## To do
Return, without pictures, the lines from the start of the data through the one that contains "Target: woman with short dark hair".
── Given data
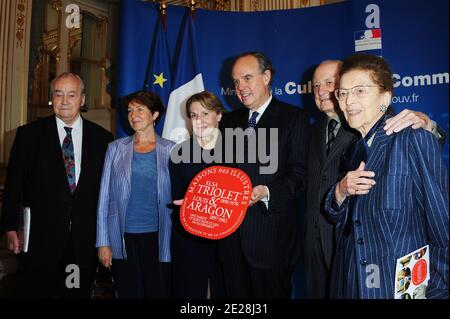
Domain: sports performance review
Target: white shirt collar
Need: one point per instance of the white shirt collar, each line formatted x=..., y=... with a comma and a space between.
x=261, y=109
x=76, y=126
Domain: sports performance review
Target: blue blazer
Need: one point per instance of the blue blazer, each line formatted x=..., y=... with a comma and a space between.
x=405, y=210
x=115, y=192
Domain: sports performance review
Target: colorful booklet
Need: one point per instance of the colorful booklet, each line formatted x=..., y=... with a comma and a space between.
x=24, y=228
x=412, y=273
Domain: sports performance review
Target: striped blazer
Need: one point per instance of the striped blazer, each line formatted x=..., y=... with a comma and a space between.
x=405, y=210
x=115, y=192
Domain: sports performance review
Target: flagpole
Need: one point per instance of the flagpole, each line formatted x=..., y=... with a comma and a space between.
x=193, y=4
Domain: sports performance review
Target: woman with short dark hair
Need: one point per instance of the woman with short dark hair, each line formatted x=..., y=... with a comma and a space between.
x=393, y=197
x=133, y=222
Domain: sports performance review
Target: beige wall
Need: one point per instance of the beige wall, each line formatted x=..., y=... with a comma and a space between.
x=15, y=19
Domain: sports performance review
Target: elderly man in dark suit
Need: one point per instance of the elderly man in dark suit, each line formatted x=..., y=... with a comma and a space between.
x=258, y=259
x=330, y=137
x=55, y=168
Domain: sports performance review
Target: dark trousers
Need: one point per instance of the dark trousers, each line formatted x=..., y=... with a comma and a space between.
x=57, y=283
x=317, y=272
x=195, y=267
x=242, y=281
x=141, y=275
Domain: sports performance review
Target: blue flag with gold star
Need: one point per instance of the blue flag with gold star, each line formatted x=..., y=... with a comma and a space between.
x=158, y=77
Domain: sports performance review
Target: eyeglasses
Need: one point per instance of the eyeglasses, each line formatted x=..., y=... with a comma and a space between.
x=359, y=91
x=328, y=84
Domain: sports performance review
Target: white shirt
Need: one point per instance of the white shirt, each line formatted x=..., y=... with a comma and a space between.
x=260, y=111
x=77, y=138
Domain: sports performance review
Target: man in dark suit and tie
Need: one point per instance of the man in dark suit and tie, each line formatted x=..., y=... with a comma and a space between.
x=258, y=259
x=330, y=137
x=55, y=168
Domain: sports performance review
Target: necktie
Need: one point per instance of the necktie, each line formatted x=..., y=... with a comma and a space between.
x=252, y=120
x=331, y=136
x=69, y=158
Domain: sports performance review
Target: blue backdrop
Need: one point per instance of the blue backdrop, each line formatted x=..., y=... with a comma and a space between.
x=414, y=39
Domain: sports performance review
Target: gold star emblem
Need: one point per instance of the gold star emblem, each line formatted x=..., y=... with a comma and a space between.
x=159, y=79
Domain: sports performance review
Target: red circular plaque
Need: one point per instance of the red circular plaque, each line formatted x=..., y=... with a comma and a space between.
x=216, y=202
x=419, y=272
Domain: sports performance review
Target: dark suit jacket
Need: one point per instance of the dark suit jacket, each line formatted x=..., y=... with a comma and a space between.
x=323, y=172
x=36, y=178
x=405, y=210
x=271, y=238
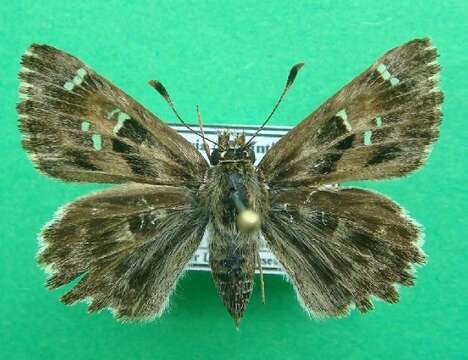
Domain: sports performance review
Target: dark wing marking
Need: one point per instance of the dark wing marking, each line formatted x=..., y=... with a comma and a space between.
x=77, y=126
x=342, y=246
x=380, y=125
x=130, y=243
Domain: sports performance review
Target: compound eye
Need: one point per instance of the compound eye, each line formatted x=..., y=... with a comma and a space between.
x=215, y=157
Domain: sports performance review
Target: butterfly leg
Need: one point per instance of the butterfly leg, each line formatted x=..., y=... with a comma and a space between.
x=262, y=283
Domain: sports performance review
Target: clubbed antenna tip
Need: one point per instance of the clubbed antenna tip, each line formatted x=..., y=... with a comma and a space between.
x=293, y=73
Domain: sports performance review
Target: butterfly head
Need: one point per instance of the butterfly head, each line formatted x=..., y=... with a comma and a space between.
x=232, y=147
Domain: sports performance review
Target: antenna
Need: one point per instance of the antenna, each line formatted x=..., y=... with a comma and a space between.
x=291, y=77
x=163, y=92
x=200, y=124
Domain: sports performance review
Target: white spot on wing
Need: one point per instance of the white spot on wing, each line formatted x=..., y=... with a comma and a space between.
x=343, y=115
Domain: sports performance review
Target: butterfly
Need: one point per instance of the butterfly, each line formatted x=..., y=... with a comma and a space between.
x=127, y=246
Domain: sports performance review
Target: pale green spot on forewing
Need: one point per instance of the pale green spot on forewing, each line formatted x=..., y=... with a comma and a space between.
x=81, y=72
x=378, y=121
x=77, y=80
x=394, y=81
x=119, y=125
x=69, y=86
x=111, y=113
x=97, y=142
x=85, y=126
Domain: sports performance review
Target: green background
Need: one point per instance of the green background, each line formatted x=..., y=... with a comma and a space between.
x=232, y=58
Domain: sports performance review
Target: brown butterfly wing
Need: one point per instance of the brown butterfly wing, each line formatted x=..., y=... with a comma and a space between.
x=129, y=243
x=77, y=126
x=340, y=247
x=380, y=125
────
## Completed exercise
Domain: sports performance review
Target: white shirt collar
Need: one point per instance of the white shirt collar, each line formatted x=..., y=... with a comma and a space between.
x=261, y=109
x=76, y=126
Domain: sports performance review
Target: blue blazer
Need: one point per instance of the blue blazer, each line formatted x=..., y=... with a comma and a space between.
x=405, y=210
x=115, y=192
Domain: sports performance review
Target: colorful booklet
Need: one point per instance of the colorful booklet, each line formatted x=..., y=... with a comma and a space between.
x=24, y=228
x=412, y=273
Domain: sports performance review
Target: striped blazer
Need: one point per instance of the striped blazer, each line formatted x=..., y=... with a comma and a space between.
x=405, y=210
x=115, y=192
Domain: sports performance review
Target: flagpole
Need: one point per instance of the flagpole, each line formatted x=..., y=... with a comma and a space between.
x=193, y=4
Domain: sports performance review
Target: woman with short dark hair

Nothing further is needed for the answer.